Selected extract:
U/B Control In Standard

Michael Martin visits U/B Control once more, taking a look at its role in Standard and its strengths against the top decks of the format.

“We cannot change the cards we are dealt, we can only change how we play the hand.”
– Randy Pausch, “Last Lecture at Carnegie Mellon”, who was diagnosed with terminal pancreatic cancer a month before his September 18, 2007 lecture

Good morning folks; no, that quote has nothing to do with my topic today, though I plan on writing that on my pad during my next event before every round, as it’s especially profound, even in a greater life context, but also as it pertains to how we play out our events.

No, today I’m going to expound a bit more on my article last week. I left off at both an inability to solve the puzzle that was the mirror match for U/W Delver and a puzzling quandary as to what colors I should play in a control deck in the current environment.

Well, I can say that I will not be playing U/W Delver at my next event (which looks like it’ll be the Star City Games Open Weekend in Washington, DC, as I can’t make it to GP Orlando). First, I just can’t figure out the mirror match to a level where I’m comfortable. I’m winning more of the mirror, but not enough for me to like the prospects of playing it round after round.

And thanks to one Mr. Gindy, that’s exactly what I’ll be facing.

(On a side note, there’s part of me that wants to say “told ya’ so!” in regards to my prediction that half of the top eight in Atlanta would be U/W Haunt decks, but anyone who was paying attention to Magic Online results will probably ridicule this as an obvious statement and not really a prediction.)

So, once again giving into my unnatural (and probably irrational) fear of mirror matches all day, I continued looking into straight U/B control. I had a few people in the comments last week come up with some ideas for splicing a third color, namely red for a Grixis Control deck, but here’s my issue with that concept.

Adding a third color does something I don’t want to do: add a third color. Seriously; once you add a third color, you’ve basically committed to not having any utility lands whatsoever. The problem here is that Moorland Haunt is such a good card, and Ghost Quarter is about the best thing you can do against it.

With Grixis, you’re hoping to grind them out using Geistflames and Olivia Voldaren, but the issue with the former card is that U/W Haunt decks have a ton more creatures than you have Geistflames and Olivia suffers from the problem of: 1. Being a creature (i.e. Vapor Snag is a real card) and 2. Being a legend (Phantasmal Image is a real card). You’re also going to be on your back foot early, meaning you’re going to have to throw out a Hail Mary Olivia Voldaren, which sucks if it gets Mana Leaked.

Now, that isn’t to say that Grixis doesn’t beat U/W. To the contrary, I don’t think it’s a bad matchup at all. I do feel that I have all of the tools that Grixis has in U/B Control while also being much better in other matchups.

Someone in the comments also made the suggestion to run Slagstorm over Black Sun’s Zenith, as, in the comment poster’s opinion, Slagstorm is much better right now. I disagree completely; on three mana, you’re going to kill pretty much everything in U/W Delver anyway with Black Sun’s Zenith, but you can customize your sweeper output. By that I mean, what if your opponent rips a Hero of Bladehold late game? How bad is that Slagstorm going to look later in the game when your opponent rips Inferno Titan? Thrun? Primeval Titan? Phyrexian Crusader?

Assignment: Give the section of the U/B Control article between "Well, I can" and "I’ll be facing.", inclusive, changing "round after round" to "event after event".

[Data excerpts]

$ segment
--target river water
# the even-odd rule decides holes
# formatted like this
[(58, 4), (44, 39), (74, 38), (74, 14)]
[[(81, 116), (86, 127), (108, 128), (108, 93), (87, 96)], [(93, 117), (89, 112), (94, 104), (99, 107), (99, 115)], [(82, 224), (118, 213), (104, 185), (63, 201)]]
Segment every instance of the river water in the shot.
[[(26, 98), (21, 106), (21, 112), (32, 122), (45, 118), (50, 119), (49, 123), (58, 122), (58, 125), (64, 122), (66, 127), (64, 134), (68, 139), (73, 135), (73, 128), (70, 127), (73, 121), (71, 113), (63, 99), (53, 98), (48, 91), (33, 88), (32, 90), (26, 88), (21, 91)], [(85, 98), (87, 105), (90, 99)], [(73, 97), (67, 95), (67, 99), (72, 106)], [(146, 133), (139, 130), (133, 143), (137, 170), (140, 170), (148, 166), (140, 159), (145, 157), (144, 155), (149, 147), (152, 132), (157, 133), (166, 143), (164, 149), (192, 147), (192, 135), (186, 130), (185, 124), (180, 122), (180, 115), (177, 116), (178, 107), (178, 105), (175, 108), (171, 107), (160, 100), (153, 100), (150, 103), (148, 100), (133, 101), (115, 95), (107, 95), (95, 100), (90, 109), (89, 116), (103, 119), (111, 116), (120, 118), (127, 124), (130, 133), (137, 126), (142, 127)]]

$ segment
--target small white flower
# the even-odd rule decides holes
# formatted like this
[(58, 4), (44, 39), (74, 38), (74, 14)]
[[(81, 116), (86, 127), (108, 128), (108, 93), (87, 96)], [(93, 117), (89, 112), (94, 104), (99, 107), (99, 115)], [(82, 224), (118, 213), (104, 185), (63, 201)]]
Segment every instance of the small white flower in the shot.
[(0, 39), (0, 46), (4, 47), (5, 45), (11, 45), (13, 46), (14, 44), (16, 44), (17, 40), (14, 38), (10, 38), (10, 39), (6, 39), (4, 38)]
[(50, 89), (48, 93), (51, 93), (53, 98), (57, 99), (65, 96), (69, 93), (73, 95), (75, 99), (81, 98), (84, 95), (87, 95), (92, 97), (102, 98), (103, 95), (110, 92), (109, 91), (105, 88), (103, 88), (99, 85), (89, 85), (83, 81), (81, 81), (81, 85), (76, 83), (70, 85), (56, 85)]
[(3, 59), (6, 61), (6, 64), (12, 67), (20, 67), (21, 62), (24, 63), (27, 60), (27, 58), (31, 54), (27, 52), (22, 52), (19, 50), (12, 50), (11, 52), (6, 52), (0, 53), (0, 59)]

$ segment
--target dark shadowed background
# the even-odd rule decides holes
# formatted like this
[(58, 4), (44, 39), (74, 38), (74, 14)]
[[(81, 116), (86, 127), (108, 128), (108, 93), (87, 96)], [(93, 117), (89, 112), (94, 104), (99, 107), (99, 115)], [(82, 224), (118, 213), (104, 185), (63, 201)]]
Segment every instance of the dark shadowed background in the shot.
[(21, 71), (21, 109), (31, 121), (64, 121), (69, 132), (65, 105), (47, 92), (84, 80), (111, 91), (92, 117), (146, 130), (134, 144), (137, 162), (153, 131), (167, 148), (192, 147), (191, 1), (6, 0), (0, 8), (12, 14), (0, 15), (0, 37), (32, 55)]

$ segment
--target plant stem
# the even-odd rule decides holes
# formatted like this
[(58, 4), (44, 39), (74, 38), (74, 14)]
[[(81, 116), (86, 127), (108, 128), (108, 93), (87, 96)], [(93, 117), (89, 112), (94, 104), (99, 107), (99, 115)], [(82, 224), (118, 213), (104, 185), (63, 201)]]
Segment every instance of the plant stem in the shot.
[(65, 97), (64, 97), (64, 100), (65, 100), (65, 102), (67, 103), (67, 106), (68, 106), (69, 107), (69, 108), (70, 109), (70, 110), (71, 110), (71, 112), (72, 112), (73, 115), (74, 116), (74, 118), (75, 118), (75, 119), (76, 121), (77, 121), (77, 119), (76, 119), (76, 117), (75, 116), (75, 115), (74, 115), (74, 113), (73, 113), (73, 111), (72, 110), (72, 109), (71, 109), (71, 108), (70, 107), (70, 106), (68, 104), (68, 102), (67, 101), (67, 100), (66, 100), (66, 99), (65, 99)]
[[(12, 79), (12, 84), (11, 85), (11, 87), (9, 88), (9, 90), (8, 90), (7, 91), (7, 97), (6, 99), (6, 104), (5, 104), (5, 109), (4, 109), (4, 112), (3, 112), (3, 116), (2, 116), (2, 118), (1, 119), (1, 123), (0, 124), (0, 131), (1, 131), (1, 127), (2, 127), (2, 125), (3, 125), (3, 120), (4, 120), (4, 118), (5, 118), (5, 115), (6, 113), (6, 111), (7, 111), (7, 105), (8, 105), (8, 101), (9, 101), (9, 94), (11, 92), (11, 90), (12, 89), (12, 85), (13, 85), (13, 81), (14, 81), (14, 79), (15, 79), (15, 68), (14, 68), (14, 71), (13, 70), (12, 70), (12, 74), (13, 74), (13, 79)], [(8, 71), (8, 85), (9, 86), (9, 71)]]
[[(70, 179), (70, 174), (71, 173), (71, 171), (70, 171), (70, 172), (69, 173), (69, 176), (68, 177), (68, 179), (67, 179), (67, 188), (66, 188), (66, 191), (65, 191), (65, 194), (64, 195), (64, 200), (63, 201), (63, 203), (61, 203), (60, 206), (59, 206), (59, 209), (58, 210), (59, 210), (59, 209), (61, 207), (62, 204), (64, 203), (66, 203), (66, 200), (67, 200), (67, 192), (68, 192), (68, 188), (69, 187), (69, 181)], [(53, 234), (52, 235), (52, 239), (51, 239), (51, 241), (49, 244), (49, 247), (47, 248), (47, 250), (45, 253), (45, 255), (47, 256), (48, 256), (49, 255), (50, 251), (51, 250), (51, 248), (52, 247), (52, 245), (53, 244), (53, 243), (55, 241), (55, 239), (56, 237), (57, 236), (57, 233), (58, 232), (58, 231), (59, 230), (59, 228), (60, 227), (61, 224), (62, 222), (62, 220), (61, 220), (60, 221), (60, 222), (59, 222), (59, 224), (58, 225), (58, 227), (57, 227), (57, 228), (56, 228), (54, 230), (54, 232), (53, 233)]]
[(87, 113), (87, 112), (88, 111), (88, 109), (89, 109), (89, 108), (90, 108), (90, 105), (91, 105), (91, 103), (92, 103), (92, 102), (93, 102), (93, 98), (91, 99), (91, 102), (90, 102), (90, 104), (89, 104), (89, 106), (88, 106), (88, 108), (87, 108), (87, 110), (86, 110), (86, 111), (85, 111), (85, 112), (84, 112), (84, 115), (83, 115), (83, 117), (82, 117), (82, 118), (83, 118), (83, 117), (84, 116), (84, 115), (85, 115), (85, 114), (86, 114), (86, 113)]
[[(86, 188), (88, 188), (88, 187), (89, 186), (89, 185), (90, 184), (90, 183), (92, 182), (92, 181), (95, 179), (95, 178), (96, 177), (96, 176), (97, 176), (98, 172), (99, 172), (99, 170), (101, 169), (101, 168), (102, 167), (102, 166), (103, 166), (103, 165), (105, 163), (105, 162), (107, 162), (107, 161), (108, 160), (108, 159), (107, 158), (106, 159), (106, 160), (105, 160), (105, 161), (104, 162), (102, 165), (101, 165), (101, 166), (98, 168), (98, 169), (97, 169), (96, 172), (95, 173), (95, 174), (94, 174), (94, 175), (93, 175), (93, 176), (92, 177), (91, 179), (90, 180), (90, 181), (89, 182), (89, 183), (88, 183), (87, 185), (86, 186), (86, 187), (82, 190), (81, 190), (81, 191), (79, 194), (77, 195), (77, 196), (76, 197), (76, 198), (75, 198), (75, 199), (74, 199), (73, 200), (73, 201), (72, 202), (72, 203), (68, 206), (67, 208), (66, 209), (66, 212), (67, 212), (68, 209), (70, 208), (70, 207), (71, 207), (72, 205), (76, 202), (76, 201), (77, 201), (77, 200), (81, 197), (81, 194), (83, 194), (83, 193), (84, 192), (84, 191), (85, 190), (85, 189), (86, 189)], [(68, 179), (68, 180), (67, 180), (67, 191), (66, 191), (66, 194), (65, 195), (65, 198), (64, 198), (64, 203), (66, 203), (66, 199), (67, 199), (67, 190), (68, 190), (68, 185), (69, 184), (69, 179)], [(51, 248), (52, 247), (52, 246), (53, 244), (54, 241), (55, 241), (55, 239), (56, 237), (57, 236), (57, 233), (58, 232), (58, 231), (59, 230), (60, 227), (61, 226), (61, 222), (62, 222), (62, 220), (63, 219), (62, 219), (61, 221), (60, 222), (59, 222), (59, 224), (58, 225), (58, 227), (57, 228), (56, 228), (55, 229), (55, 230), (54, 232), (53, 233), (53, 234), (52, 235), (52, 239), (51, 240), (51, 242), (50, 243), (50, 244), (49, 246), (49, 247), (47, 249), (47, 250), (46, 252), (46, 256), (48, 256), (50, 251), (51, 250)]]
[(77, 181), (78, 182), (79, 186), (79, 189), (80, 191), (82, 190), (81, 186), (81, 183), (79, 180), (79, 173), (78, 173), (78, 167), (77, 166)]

Answer space:
Well, I can say that I will not be playing U/W Delver at my next event (which looks like it’ll be the Star City Games Open Weekend in Washington, DC, as I can’t make it to GP Orlando). First, I just can’t figure out the mirror match to a level where I’m comfortable. I’m winning more of the mirror, but not enough for me to like the prospects of playing it event after event.

And thanks to one Mr. Gindy, that’s exactly what I’ll be facing.